Information provided:
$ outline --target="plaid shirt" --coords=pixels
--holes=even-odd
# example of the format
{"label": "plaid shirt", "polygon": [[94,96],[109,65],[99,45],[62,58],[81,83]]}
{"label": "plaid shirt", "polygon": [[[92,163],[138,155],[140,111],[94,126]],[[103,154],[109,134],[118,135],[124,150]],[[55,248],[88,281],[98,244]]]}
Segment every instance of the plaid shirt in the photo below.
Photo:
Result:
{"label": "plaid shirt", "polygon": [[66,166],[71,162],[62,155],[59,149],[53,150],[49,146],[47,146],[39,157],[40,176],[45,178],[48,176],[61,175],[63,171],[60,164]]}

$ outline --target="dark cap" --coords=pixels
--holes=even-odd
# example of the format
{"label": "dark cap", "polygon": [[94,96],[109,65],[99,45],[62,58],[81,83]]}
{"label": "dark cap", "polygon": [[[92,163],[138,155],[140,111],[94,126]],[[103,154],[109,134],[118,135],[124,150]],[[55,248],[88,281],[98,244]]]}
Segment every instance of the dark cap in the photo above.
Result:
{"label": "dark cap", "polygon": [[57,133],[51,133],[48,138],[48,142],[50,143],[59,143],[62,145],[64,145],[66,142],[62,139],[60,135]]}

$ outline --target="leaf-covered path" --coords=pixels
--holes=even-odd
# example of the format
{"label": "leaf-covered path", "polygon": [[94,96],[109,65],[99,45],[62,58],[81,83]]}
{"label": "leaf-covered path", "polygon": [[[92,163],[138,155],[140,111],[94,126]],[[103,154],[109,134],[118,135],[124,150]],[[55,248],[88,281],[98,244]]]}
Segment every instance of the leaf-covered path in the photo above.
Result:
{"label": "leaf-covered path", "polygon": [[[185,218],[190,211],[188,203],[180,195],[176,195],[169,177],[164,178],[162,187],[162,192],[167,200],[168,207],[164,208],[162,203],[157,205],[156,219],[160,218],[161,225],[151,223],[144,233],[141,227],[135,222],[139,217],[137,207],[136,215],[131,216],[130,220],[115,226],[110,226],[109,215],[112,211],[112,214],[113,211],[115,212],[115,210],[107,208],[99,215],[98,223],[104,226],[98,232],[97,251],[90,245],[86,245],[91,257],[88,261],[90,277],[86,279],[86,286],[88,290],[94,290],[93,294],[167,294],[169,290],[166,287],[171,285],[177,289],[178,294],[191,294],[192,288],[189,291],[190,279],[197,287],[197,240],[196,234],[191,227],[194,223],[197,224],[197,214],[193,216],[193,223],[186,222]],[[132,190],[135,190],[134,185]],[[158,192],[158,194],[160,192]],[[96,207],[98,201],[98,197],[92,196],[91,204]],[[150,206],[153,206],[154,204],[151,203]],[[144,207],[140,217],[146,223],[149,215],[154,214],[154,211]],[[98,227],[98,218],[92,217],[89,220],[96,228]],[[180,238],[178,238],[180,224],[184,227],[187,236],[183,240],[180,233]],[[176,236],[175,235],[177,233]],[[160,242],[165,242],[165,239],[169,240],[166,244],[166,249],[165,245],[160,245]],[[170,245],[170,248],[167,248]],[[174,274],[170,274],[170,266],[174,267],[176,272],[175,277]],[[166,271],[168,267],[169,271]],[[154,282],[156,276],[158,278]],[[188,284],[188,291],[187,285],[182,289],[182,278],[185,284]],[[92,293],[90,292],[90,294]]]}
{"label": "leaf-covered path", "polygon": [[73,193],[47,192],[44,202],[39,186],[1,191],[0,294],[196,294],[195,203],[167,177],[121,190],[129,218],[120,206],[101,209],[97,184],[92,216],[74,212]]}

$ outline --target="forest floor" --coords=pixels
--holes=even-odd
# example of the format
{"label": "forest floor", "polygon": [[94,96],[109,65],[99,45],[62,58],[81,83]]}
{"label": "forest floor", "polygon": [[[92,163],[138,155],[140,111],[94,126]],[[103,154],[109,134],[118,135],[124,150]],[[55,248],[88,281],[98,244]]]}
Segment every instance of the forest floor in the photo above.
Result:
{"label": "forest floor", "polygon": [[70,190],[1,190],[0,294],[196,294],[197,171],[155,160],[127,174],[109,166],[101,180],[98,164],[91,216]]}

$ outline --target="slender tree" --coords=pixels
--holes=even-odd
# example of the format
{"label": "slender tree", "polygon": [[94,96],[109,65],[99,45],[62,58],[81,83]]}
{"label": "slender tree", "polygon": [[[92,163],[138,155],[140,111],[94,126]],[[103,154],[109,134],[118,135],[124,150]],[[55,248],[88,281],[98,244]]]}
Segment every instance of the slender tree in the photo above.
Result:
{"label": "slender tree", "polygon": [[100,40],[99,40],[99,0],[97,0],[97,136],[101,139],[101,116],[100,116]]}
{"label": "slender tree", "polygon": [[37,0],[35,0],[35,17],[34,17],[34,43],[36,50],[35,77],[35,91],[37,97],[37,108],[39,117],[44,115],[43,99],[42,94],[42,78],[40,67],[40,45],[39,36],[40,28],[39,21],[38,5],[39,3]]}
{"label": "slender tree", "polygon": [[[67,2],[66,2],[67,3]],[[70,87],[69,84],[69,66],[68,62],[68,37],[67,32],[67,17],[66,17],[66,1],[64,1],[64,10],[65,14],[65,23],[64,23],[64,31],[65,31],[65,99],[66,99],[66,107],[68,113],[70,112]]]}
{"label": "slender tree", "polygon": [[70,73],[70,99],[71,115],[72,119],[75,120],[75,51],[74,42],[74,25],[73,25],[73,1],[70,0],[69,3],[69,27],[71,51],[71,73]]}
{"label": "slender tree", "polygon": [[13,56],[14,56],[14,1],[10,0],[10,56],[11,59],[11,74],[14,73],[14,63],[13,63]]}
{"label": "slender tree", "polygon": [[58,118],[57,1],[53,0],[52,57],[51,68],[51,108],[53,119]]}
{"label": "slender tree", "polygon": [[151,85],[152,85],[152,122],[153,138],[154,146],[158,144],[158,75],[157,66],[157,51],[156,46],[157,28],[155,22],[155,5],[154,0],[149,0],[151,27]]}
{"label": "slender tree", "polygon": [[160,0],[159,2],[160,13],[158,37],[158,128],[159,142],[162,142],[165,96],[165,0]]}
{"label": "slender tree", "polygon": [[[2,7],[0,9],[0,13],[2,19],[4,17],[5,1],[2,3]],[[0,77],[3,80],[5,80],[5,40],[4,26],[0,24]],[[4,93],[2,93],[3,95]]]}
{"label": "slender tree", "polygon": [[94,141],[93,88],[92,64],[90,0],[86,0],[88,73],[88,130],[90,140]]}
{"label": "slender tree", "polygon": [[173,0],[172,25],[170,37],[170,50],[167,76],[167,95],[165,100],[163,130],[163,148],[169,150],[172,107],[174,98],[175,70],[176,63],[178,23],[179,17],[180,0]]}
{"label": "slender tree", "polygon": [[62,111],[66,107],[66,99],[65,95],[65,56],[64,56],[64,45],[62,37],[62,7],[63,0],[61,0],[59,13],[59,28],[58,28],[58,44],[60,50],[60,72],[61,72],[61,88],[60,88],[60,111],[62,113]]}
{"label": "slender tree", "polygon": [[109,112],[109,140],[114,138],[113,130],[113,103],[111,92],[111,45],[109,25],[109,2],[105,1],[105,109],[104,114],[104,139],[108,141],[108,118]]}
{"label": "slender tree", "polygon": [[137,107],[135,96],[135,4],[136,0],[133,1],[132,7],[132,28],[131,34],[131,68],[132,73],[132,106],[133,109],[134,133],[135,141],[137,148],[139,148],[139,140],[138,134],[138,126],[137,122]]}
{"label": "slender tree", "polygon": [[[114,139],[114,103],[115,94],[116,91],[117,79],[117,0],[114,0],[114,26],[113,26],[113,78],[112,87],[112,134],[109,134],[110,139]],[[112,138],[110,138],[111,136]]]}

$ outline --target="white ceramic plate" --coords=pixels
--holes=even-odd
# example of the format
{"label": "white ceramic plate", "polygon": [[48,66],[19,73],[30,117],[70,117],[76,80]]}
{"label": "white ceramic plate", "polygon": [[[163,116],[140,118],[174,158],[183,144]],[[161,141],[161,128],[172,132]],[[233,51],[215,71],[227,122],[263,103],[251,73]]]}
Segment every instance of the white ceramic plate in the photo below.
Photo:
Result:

Task instructions: Extract all lines above that contain the word "every".

Completed task:
Segment every instance of the plaid shirt in the photo below.
Segment every instance of the dark cap in the photo above.
Segment every instance of the leaf-covered path in the photo above.
Segment every instance of the forest floor in the photo above.
Segment every instance of the slender tree in the photo above.
Segment every instance of the white ceramic plate in the photo below.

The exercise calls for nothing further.